On July 22, 1934, Roy Dillinger (identical twin brother of infamous bank robber John Dillinger) is warned by John's friend George that his brother has been set up by the FBI, who plan to arrest him while he is out on a date with Anna Sage at the Biograph Theater. Rushing to warn John, Roy is mistaken for his brother by an FBI agent who guns him down. John slips out during the commotion and realizes that his brother is dead.
Having grown weary of his criminal lifestyle, John returns home and decides to bury his past. He moves to the countryside, marries Abigail Dalton, and takes her surname as his own. They have a son, and John quietly takes up work as a farmer.

▸ **DATA EXCERPTS**:
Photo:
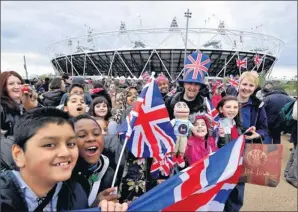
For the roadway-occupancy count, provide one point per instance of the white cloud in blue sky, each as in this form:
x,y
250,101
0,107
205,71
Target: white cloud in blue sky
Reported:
x,y
28,28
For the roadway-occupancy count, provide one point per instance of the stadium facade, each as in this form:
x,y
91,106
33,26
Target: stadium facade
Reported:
x,y
132,52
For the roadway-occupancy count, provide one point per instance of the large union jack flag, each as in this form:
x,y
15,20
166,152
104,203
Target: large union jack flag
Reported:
x,y
241,63
197,63
147,128
233,82
205,186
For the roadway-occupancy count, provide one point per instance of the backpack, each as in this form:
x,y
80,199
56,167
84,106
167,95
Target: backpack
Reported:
x,y
285,116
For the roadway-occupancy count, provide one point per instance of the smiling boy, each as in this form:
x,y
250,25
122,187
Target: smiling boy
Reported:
x,y
45,152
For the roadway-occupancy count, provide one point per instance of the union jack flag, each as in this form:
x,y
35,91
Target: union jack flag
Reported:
x,y
198,63
258,60
165,165
233,82
172,92
211,111
146,76
205,186
241,63
147,128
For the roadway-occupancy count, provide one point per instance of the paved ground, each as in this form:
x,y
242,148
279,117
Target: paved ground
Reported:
x,y
281,198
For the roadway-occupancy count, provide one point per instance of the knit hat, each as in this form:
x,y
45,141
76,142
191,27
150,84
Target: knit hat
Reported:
x,y
161,78
208,121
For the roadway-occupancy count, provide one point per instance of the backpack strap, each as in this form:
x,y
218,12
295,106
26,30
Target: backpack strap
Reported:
x,y
46,200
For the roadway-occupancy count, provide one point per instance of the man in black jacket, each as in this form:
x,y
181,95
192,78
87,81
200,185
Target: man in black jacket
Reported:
x,y
274,101
192,85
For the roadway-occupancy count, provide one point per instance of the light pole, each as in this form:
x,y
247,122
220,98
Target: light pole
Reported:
x,y
188,16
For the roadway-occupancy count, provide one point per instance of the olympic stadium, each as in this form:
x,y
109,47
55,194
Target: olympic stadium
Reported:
x,y
130,53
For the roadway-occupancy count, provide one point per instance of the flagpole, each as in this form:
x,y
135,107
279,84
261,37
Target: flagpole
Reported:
x,y
118,163
256,64
239,65
123,148
25,67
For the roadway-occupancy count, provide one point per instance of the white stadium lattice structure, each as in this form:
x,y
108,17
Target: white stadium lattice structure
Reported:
x,y
130,53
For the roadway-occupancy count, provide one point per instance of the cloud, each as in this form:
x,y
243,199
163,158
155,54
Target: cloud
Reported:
x,y
30,27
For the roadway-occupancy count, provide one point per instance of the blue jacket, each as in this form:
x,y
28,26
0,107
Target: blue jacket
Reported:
x,y
70,197
274,102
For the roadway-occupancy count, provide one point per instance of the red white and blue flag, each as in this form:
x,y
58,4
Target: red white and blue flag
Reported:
x,y
147,128
258,60
233,82
211,111
205,186
197,63
241,63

▸ **COMPLETE THE FOLLOWING**:
a) In the Dillinger plot summary, at which theater did the FBI plan to arrest John?
b) Extend the Dillinger plot summary with a few sentences that pick up after John takes up work as a farmer.

▸ **RESPONSES FOR EACH TASK**:
a) The Biograph Theater.

b)
Several years later, in 1940, disgraced Chicago Outfit boss Al Capone is released from prison on medical grounds after being diagnosed with terminal neurosyphilis. His family moves him to a mansion in Florida, but Capone retains enough of his mind to realize that he is now effectively bankrupt, under heavy police surveillance, and abandoned by his former organization. Learning that the famous John Dillinger is still alive, Capone blackmails him to carry out one final heist: a vault, hidden by Capone in Chicago during his criminal reign, that contains millions in untraceable diamonds.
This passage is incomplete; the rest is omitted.